Как следует из приведенных определений и комментария к ним, Д. Норт фактически сближает дискретные институциональные изменения с изменениями в формальных нормах и правилах, относящихся к уровню институциональной среды, а инкрементные — с изменениями институциональных соглашений, локальных (групповых) неформальных норм и правил.
Между тем, такое сближение не вполне точно. Дело в том, что постепенно, малыми отклонениями и «приращениями», могут изменяться не только локальные (формальные и неформальные), но также и «глобальные» правила.
Примером может служить изменение ставки налогообложения на 0,5 процентных пункта, или таможенного тарифа на 0,5 %, повышение пенсионного возраста на полгода, или численности занятых в определении малого предприятия на 2-х работников. Разумеется, эти примеры условны, но условность связана не с невозможностью таких изменений, а скорее с тем, что законодателям свойственно вводить более ощутимые изменения количественных параметров правил. Однако в банковской сфере развитых экономик (например, США) изменения учетной ставки процента на 0,1 процентный пункт является вполне нормальной практикой.
С другой стороны, дискретным изменением можно считать заимствование некоторого нового обычая, ведущее к определенным экономическим последствиям.
Для России в качестве такового может выступать вхождение в обиход Дня святого Валентина, что обусловило производство отечественными предпринимателями соответствующих атрибутов.
В этой связи нужно обратить внимание на некоторую неотчетливость, расплывчатость самого разграничения дискретных и инкрементных институциональных изменений. Ведь в строгом смысле слова постепенно могут меняться только некоторые количественные (измеримые) свойства, качественные же параметры меняются дискретно, скачками. Постепенность качественных изменений, — типа тех, что приведены в примере Д. Норта относительно формирования арендных отношений, — будет действительно постепенностью лишь при некотором «огрубленном» видении процесса. Как только мы увеличим наши различительные способности, то сразу увидим, что непрерывный, инкрементный процесс изменений разбивается на отдельные дискретные сделки, каждая из которых по какому-то параметру будет отличаться от другой, сходной по ее объекту, сделки или договоренности.

§ **Фрагмент источника**:
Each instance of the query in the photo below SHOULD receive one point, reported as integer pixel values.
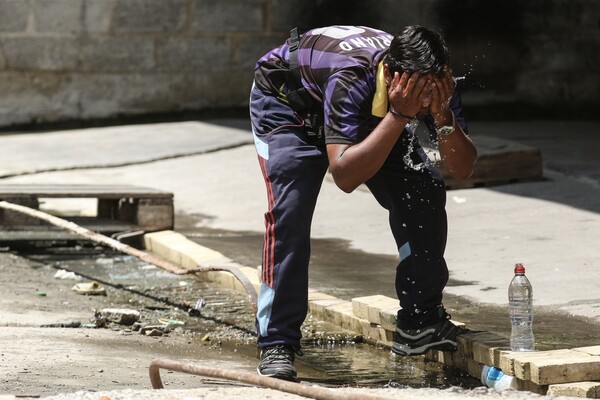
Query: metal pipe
(124, 248)
(311, 392)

§ **Задание**: Выпишите без изменений часть текста об институциональных изменениях от слов «Для России в» до слов «предпринимателями соответствующих атрибутов.» включительно.

§ **Решение задания**:
Для России в качестве такового может выступать вхождение в обиход Дня святого Валентина, что обусловило производство отечественными предпринимателями соответствующих атрибутов.